**WHAT IS EXPECTED:** Revise the data below, replacing "tight" with "close-fitting" everywhere it appears and leaving the rest of the wording unchanged. Omit the pictures from your answer.

**SOURCE RECORDS:**

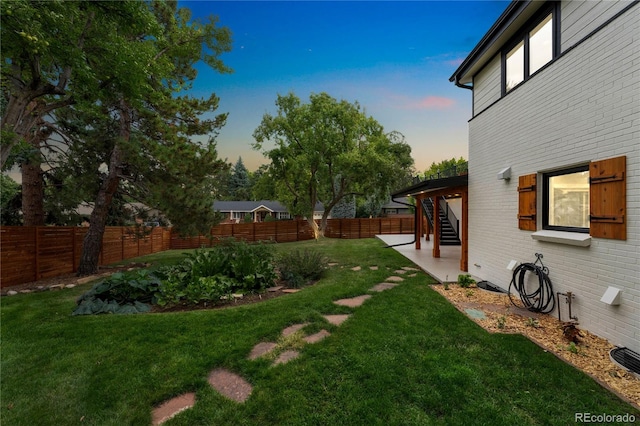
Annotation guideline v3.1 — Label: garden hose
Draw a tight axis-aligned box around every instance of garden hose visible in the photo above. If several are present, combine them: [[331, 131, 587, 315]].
[[509, 253, 556, 314]]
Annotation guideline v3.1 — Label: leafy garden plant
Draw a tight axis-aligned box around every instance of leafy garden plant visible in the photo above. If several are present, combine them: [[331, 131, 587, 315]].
[[74, 240, 277, 315], [277, 250, 329, 288]]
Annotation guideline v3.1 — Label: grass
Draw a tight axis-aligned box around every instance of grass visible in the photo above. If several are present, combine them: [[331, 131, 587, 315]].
[[0, 239, 640, 425]]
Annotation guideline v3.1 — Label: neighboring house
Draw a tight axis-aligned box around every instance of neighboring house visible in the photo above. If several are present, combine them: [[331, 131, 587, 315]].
[[451, 1, 640, 352], [213, 200, 324, 223], [381, 197, 413, 216]]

**RESPONSE BELOW:**
Annotation guideline v3.1 — Label: garden hose
Draw a close-fitting axis-aligned box around every instance of garden hose visible in the photo above. If several are present, combine them: [[331, 131, 587, 315]].
[[509, 253, 556, 314]]
Annotation guideline v3.1 — Label: leafy garden plant
Draw a close-fitting axis-aligned box around every instance of leafy garden plant visible in the photo above. If several are present, combine them: [[331, 131, 587, 315]].
[[74, 240, 277, 315], [277, 250, 329, 288]]
Annotation guideline v3.1 — Label: grass
Draw a close-fitting axis-aligned box around every instance of grass visible in the photo above. If several are present, combine them: [[331, 131, 587, 315]].
[[0, 239, 640, 425]]
Annotation guideline v3.1 — Label: neighboring house
Draw a close-fitting axis-aligned box around every instance of neighboring house visible in the photo above. If several are present, combine them: [[331, 131, 587, 315]].
[[451, 1, 640, 352], [213, 200, 324, 223], [381, 197, 413, 216]]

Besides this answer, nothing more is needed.